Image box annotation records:
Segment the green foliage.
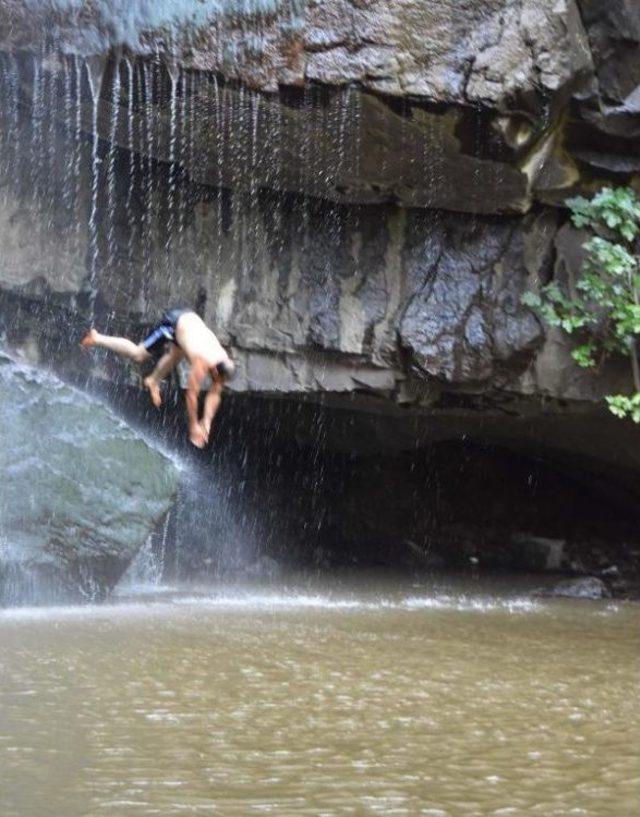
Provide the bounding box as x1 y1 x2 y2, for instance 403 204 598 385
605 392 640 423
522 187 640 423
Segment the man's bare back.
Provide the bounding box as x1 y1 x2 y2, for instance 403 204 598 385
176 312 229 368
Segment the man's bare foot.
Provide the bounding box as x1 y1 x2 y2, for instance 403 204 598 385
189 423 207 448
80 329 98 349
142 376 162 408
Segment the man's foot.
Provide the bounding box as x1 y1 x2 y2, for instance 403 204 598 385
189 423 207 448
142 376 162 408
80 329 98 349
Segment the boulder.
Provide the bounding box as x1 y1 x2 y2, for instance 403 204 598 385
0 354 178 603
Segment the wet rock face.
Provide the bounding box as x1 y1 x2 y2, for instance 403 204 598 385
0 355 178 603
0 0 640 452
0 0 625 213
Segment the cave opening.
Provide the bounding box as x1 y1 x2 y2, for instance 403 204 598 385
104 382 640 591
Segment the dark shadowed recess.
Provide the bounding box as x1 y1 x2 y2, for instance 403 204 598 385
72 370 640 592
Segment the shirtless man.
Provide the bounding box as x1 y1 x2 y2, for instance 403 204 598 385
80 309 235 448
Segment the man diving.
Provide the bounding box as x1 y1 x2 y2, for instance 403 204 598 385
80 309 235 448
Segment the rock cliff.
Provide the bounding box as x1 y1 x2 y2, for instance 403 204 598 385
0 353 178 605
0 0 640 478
==
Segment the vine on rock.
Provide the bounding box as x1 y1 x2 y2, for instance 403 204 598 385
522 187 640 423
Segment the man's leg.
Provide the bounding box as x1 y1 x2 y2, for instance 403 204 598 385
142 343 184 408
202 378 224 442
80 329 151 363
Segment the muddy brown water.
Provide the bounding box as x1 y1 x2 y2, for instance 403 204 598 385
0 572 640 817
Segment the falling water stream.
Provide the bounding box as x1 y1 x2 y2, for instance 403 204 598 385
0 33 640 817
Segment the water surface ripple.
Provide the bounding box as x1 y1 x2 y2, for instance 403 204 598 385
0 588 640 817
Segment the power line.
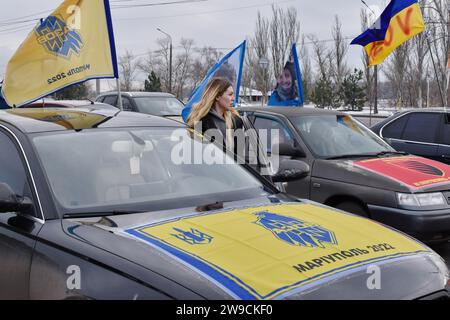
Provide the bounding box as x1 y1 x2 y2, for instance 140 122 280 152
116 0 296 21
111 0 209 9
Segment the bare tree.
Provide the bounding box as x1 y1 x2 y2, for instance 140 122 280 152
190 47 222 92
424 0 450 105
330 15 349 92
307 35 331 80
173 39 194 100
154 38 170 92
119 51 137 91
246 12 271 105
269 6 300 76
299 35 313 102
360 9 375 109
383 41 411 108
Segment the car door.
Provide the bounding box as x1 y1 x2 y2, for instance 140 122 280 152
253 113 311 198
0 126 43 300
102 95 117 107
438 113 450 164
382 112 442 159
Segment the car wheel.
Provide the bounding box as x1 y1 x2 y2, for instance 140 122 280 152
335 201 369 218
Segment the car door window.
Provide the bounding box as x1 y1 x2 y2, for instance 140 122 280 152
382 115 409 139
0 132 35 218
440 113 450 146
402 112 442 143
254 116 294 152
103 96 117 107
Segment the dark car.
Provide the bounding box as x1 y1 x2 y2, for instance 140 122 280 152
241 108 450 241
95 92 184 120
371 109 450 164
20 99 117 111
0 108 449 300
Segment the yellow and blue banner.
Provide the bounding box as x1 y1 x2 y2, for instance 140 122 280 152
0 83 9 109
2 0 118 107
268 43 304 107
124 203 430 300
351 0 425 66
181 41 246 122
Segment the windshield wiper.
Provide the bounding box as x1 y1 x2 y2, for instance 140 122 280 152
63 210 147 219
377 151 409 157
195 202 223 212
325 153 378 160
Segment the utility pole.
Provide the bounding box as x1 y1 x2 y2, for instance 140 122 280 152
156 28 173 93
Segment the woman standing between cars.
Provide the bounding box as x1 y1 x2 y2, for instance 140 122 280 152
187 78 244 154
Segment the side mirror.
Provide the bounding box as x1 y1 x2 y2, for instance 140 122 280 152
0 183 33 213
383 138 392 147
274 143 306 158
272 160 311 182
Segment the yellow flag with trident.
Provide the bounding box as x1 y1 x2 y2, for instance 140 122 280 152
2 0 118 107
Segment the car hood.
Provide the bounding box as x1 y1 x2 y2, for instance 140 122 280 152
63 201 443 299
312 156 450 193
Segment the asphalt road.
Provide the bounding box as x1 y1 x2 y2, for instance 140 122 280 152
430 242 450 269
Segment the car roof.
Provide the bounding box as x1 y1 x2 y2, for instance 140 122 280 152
--
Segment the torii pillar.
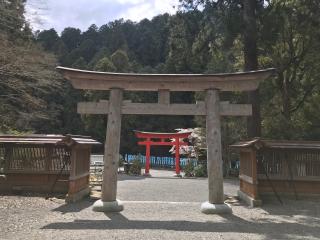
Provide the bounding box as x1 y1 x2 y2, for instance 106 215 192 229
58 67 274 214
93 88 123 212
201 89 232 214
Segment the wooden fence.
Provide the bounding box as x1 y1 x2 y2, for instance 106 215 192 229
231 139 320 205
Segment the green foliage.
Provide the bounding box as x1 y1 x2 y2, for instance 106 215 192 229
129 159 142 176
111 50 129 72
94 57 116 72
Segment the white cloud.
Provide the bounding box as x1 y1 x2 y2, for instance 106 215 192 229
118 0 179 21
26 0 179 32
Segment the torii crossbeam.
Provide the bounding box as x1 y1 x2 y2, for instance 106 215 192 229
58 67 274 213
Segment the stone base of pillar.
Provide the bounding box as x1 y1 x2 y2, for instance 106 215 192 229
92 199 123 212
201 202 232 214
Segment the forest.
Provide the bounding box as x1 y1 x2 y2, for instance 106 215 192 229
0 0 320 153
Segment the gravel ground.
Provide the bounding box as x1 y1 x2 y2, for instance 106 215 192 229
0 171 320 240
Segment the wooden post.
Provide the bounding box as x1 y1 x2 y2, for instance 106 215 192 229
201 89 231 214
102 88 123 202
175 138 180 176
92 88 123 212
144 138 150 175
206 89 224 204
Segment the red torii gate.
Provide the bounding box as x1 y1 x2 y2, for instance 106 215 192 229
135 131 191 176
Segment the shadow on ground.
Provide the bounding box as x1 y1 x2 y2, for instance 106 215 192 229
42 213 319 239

The task: Copy the rows word for word, beginning with the line containing "Segment the rock cliff." and continuing through the line containing "0 0 640 478".

Complete answer:
Segment the rock cliff.
Provide the bounding box as x1 y1 x2 y2, for instance 403 204 598 385
0 353 178 605
0 0 640 478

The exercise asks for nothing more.